**REQUIREMENT:** Would you please copy every line from the records that contains the word "ground"?

Dataset excerpts:

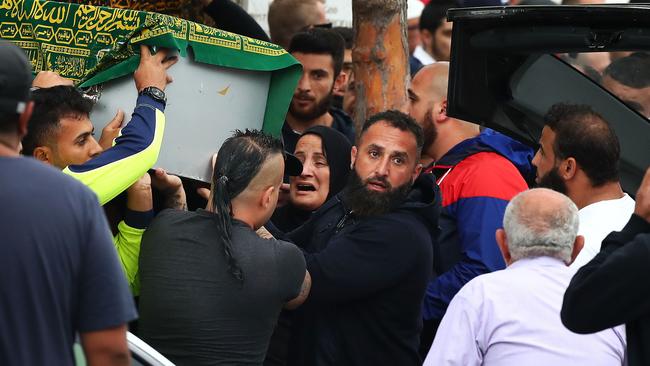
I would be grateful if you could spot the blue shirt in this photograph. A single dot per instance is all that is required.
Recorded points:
(59, 269)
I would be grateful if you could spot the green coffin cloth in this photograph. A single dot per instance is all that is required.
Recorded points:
(94, 44)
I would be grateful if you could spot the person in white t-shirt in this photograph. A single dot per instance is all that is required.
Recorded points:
(578, 156)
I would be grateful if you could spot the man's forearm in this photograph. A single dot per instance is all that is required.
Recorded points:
(135, 152)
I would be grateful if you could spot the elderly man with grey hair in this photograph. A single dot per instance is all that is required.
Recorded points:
(512, 316)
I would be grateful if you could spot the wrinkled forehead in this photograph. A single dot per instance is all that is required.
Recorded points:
(388, 138)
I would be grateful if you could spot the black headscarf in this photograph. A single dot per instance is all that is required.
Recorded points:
(336, 148)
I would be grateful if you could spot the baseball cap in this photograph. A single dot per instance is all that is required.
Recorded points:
(15, 78)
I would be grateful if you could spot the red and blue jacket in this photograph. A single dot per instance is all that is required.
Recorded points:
(477, 178)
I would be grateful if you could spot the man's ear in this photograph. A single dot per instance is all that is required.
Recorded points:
(23, 119)
(502, 242)
(43, 153)
(577, 247)
(441, 108)
(568, 168)
(427, 39)
(267, 197)
(416, 171)
(340, 82)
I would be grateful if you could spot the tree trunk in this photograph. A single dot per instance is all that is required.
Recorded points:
(380, 57)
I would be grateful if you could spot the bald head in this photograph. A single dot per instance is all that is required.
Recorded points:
(428, 106)
(541, 222)
(431, 82)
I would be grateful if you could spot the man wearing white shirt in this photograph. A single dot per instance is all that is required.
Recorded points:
(512, 316)
(578, 156)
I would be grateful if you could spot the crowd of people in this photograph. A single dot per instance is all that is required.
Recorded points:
(413, 238)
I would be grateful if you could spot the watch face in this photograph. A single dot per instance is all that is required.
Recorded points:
(155, 93)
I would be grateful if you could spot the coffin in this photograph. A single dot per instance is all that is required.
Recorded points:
(222, 82)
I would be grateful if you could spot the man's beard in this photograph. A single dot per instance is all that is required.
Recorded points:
(364, 202)
(321, 107)
(552, 180)
(429, 131)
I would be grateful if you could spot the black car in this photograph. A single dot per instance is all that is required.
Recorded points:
(510, 64)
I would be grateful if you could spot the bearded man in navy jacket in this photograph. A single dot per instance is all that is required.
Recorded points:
(369, 250)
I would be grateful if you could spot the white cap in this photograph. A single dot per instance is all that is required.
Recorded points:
(414, 9)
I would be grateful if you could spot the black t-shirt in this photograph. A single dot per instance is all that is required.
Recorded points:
(59, 269)
(193, 310)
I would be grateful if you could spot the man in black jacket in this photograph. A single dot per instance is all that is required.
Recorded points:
(613, 288)
(370, 252)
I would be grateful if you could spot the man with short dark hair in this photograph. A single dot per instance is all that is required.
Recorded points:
(212, 289)
(370, 253)
(435, 32)
(320, 51)
(612, 288)
(629, 79)
(60, 274)
(478, 173)
(61, 134)
(578, 156)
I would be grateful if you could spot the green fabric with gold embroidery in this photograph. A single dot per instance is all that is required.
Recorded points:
(93, 44)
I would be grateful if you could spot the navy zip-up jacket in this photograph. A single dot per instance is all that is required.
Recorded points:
(368, 281)
(477, 178)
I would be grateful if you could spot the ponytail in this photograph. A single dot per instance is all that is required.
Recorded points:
(223, 219)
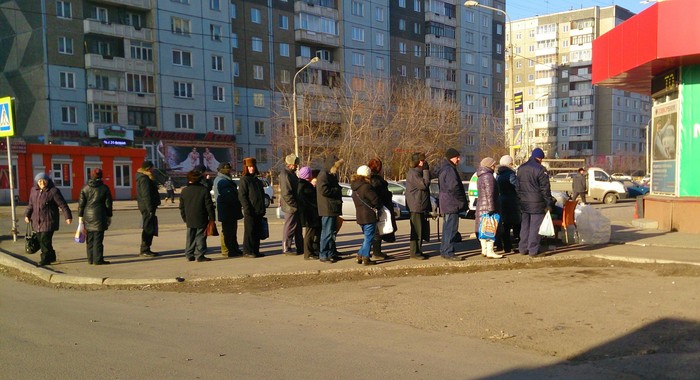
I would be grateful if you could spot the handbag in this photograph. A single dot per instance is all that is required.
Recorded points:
(211, 229)
(31, 240)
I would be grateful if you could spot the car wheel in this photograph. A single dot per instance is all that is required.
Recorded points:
(610, 198)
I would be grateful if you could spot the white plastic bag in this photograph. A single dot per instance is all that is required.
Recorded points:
(547, 226)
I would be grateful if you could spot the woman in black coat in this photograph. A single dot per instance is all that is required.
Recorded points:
(95, 212)
(42, 211)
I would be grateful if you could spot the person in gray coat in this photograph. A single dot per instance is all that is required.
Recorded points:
(95, 211)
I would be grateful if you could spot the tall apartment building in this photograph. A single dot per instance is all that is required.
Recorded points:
(561, 111)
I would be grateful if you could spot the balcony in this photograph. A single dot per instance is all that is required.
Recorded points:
(117, 30)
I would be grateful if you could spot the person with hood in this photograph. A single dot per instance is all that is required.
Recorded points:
(453, 200)
(148, 200)
(308, 213)
(196, 210)
(487, 203)
(45, 200)
(366, 201)
(507, 182)
(330, 207)
(228, 208)
(252, 197)
(535, 200)
(95, 211)
(292, 229)
(418, 203)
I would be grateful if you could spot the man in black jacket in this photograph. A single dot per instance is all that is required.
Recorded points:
(148, 200)
(196, 210)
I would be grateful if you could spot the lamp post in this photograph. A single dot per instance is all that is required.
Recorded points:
(511, 128)
(294, 104)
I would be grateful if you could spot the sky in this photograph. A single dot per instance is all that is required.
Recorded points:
(518, 9)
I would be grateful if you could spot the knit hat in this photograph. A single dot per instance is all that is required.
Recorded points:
(488, 162)
(537, 153)
(364, 171)
(506, 160)
(291, 159)
(451, 153)
(96, 173)
(305, 172)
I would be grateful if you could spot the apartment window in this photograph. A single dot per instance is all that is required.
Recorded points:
(183, 90)
(217, 63)
(215, 32)
(69, 115)
(219, 123)
(182, 58)
(284, 49)
(218, 92)
(257, 44)
(63, 9)
(257, 72)
(258, 100)
(65, 45)
(255, 15)
(284, 22)
(67, 79)
(180, 26)
(184, 121)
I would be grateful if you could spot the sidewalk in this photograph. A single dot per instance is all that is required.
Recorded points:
(121, 248)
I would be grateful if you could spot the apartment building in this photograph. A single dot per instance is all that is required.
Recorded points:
(561, 111)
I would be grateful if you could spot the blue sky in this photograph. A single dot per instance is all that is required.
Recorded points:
(518, 9)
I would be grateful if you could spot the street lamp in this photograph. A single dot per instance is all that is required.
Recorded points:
(511, 127)
(294, 105)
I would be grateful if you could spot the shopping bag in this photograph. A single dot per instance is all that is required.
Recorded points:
(31, 240)
(488, 226)
(547, 226)
(80, 232)
(211, 229)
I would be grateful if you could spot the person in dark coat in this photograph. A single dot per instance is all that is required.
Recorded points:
(418, 204)
(196, 210)
(453, 200)
(45, 200)
(487, 202)
(148, 200)
(292, 229)
(95, 211)
(252, 197)
(507, 182)
(381, 187)
(229, 210)
(535, 200)
(366, 201)
(308, 214)
(330, 207)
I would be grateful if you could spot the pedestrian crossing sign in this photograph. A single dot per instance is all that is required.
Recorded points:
(7, 128)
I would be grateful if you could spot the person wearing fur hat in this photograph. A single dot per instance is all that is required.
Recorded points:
(507, 182)
(308, 213)
(487, 203)
(196, 210)
(252, 197)
(45, 200)
(148, 200)
(418, 204)
(535, 200)
(289, 187)
(453, 200)
(367, 201)
(330, 207)
(95, 211)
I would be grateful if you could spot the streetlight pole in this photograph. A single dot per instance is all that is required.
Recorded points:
(294, 105)
(511, 128)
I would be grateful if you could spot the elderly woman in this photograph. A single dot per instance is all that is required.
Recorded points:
(42, 211)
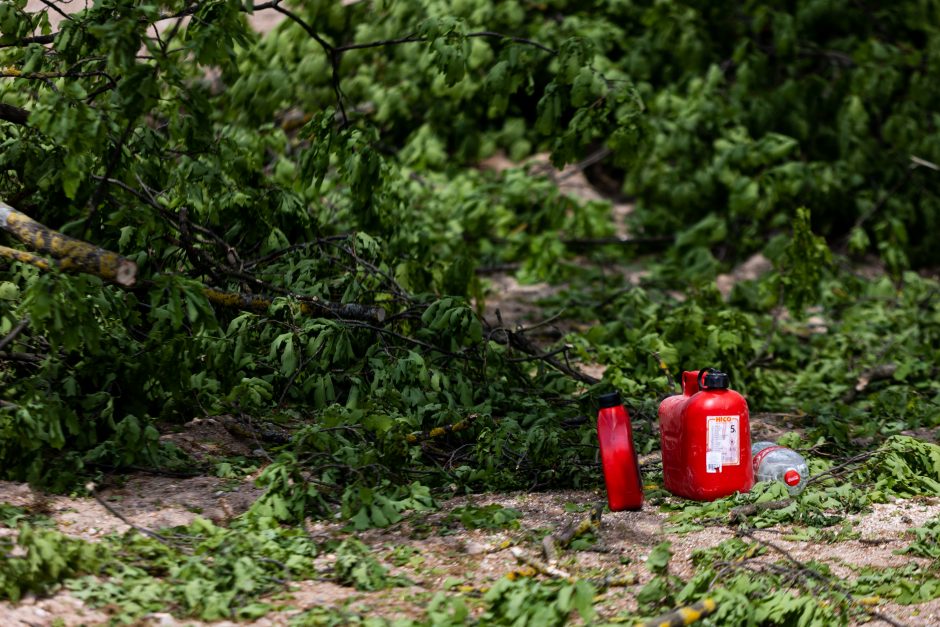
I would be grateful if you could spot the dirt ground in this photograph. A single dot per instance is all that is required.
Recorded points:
(470, 560)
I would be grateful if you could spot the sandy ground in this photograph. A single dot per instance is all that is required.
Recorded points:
(454, 557)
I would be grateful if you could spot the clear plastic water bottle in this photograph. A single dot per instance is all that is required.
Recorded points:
(779, 463)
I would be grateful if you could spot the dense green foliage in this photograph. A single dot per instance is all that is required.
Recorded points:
(336, 160)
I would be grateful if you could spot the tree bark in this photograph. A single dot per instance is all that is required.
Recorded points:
(71, 254)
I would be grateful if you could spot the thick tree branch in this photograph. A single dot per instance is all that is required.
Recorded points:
(70, 253)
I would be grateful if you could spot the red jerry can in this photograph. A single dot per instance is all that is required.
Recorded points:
(706, 438)
(618, 456)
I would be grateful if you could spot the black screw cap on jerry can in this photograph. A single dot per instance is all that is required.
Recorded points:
(711, 379)
(611, 399)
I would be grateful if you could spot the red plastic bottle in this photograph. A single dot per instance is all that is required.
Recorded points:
(706, 438)
(618, 456)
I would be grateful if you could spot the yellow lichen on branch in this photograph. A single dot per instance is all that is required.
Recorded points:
(683, 615)
(436, 432)
(26, 257)
(71, 254)
(316, 308)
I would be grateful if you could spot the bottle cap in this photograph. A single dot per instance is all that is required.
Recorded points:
(712, 379)
(611, 399)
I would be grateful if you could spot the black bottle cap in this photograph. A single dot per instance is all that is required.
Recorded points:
(611, 399)
(715, 380)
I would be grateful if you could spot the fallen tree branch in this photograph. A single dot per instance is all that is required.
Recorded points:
(683, 615)
(437, 432)
(538, 565)
(312, 307)
(882, 372)
(740, 513)
(518, 340)
(72, 254)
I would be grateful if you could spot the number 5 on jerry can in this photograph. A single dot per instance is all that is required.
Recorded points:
(706, 438)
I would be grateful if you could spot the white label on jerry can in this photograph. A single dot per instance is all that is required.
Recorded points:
(724, 441)
(713, 461)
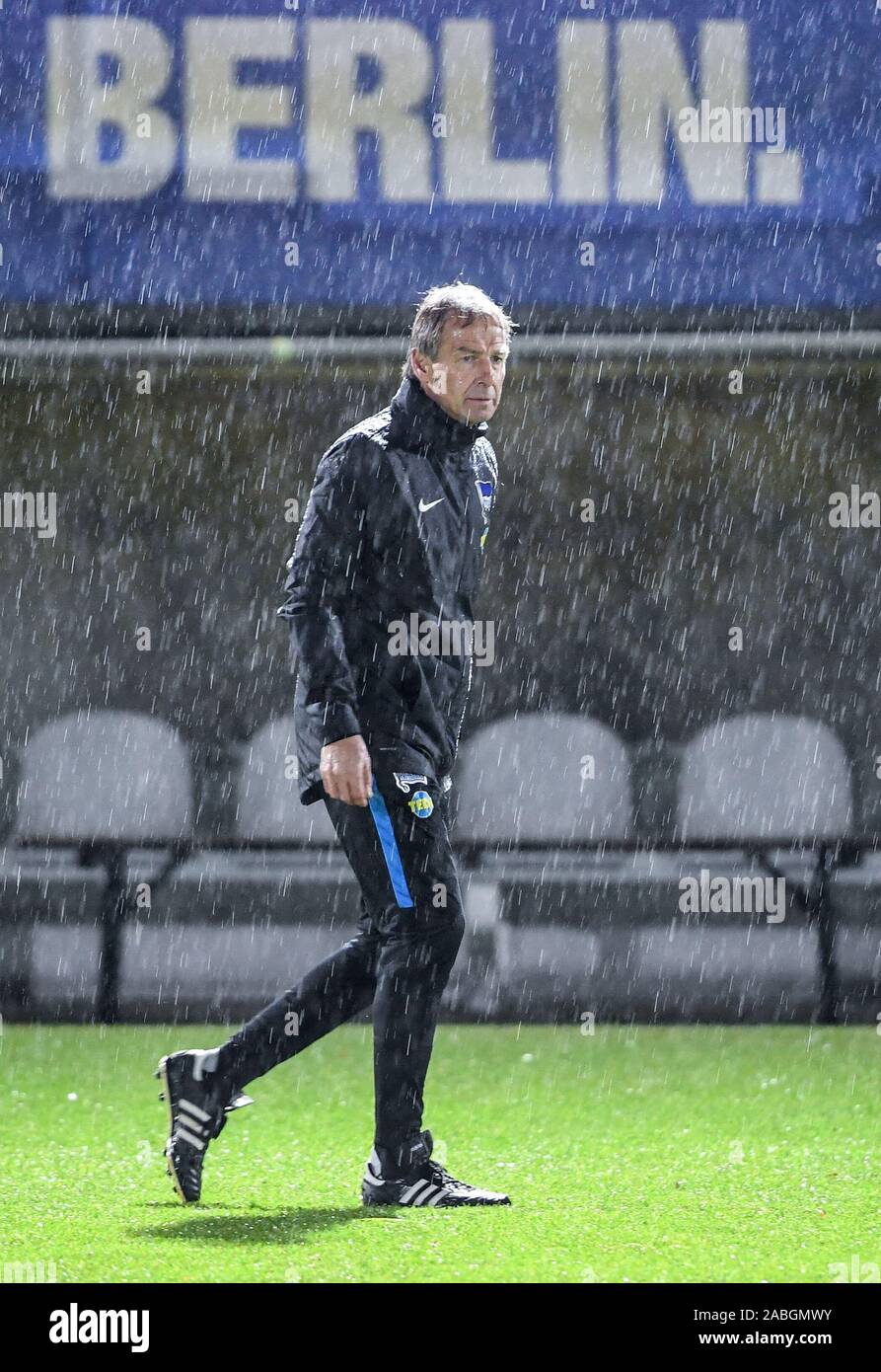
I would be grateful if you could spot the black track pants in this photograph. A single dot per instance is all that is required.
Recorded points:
(400, 962)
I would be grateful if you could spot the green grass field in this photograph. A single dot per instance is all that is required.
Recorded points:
(648, 1154)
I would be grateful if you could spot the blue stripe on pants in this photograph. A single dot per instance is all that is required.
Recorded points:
(390, 851)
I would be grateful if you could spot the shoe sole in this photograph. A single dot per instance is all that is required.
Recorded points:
(368, 1200)
(162, 1075)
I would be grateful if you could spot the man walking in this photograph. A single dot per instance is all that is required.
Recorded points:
(389, 559)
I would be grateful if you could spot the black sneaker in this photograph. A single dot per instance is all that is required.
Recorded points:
(425, 1182)
(199, 1104)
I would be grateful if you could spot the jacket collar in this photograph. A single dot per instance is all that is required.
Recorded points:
(418, 422)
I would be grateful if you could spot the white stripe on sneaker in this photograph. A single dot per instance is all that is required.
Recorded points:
(409, 1195)
(193, 1110)
(189, 1138)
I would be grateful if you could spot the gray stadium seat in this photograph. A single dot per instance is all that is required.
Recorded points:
(765, 776)
(267, 802)
(105, 776)
(525, 780)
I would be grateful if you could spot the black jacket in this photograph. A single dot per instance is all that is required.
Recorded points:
(394, 527)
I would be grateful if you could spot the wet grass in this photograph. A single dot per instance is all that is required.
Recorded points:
(631, 1154)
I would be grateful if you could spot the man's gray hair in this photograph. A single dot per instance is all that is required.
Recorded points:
(462, 301)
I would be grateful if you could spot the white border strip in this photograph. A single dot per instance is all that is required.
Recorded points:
(550, 345)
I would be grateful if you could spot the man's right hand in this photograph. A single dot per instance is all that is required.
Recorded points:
(346, 773)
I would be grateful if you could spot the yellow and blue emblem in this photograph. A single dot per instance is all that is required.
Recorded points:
(484, 490)
(421, 804)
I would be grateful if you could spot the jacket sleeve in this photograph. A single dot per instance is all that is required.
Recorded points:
(320, 576)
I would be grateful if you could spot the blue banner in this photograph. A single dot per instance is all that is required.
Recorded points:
(586, 152)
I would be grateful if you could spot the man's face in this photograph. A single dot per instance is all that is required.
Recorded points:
(467, 376)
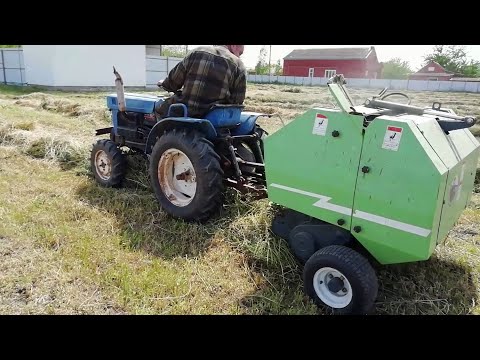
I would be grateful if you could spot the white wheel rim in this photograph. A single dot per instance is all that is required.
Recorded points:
(177, 177)
(321, 281)
(103, 165)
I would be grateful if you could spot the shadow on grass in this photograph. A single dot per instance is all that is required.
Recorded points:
(433, 287)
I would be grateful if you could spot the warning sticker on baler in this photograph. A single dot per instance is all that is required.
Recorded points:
(391, 141)
(320, 125)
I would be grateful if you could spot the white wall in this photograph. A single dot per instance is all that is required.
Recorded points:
(38, 61)
(158, 67)
(84, 65)
(12, 69)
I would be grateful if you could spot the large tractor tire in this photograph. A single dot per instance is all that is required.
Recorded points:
(108, 163)
(186, 175)
(342, 280)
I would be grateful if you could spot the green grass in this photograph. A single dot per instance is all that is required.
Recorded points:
(68, 246)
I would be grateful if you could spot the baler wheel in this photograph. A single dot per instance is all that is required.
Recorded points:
(341, 279)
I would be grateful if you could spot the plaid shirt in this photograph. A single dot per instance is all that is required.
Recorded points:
(209, 75)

**EXERCISE SOLUTION:**
I would be grateful if you could spot the dirt ground in this photograph. A single dot per instance is all that is required.
I would be grateful if you could spot the sandy ground in this photograph. A single dot per instance is all that is required.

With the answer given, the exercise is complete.